=== Problem ===
The string "panel" may appear in lines of the entries below. Report how many lines hold it, with only the number.
[Supplied records Boundary: Start]
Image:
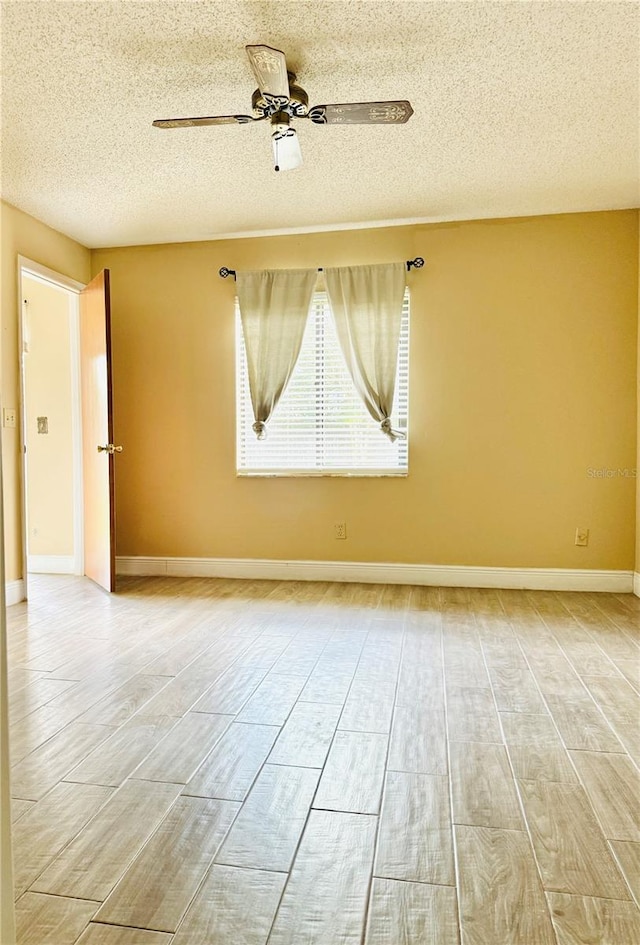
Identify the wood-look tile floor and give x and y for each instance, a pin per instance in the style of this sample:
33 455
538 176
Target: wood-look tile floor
210 762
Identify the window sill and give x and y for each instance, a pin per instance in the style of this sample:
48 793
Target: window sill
322 474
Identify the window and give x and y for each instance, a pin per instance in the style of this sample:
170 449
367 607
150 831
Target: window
320 426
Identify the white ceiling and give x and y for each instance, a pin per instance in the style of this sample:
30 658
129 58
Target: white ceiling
520 108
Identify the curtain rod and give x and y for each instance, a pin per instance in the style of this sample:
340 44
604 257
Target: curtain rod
416 263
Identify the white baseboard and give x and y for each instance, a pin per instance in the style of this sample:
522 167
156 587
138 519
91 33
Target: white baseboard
14 592
50 564
548 579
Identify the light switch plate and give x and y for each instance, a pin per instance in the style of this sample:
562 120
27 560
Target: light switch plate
8 416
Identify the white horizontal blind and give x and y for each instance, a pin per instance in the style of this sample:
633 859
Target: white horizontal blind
320 426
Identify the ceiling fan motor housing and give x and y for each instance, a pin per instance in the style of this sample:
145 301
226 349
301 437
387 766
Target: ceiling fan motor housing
296 105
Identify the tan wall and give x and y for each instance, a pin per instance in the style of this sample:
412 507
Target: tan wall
21 234
523 375
47 370
638 443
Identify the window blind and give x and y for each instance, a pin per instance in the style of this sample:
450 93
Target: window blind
320 426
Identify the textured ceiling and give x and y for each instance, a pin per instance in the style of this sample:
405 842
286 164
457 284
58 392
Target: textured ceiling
520 108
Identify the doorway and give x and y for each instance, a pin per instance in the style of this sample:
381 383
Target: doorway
51 422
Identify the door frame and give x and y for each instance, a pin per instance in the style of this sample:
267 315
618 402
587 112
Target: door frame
35 270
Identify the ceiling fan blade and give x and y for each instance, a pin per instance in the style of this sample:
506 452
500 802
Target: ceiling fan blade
362 113
270 69
212 120
286 150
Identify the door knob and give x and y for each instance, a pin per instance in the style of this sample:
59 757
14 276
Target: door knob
110 448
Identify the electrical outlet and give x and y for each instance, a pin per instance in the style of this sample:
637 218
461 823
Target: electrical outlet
8 417
582 537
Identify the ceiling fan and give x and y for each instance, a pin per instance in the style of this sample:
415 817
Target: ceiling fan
280 100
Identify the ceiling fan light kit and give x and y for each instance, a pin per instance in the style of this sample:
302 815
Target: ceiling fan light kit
280 100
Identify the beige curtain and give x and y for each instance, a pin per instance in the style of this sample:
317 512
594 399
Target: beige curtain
366 302
274 305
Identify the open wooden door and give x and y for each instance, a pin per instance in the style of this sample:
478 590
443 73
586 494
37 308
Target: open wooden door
98 448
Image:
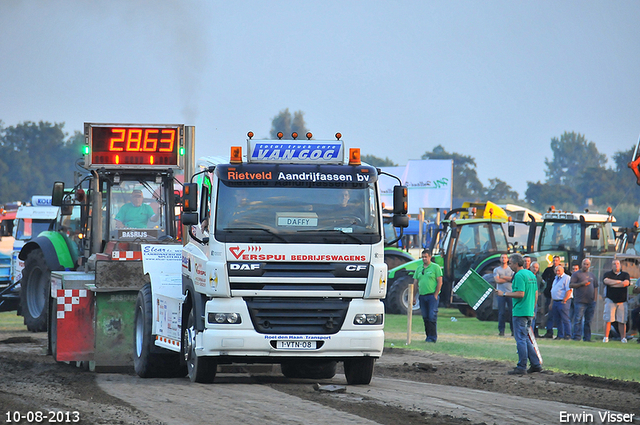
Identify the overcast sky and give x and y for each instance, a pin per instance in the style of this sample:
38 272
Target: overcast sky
495 80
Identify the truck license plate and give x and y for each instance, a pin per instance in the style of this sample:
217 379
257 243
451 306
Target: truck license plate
296 345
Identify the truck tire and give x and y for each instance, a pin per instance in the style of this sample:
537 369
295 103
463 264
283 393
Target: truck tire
146 362
397 297
34 292
309 369
359 370
200 369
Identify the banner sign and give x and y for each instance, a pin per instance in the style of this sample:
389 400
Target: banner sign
430 184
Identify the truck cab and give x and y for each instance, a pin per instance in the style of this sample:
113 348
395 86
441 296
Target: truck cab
285 261
573 236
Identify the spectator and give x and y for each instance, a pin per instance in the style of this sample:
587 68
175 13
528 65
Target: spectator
548 277
585 291
575 266
428 276
502 276
635 314
615 303
540 319
524 294
560 293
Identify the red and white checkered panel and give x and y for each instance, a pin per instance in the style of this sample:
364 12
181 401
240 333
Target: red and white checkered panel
[Supplied records Boundary: End]
=== Your solution ===
2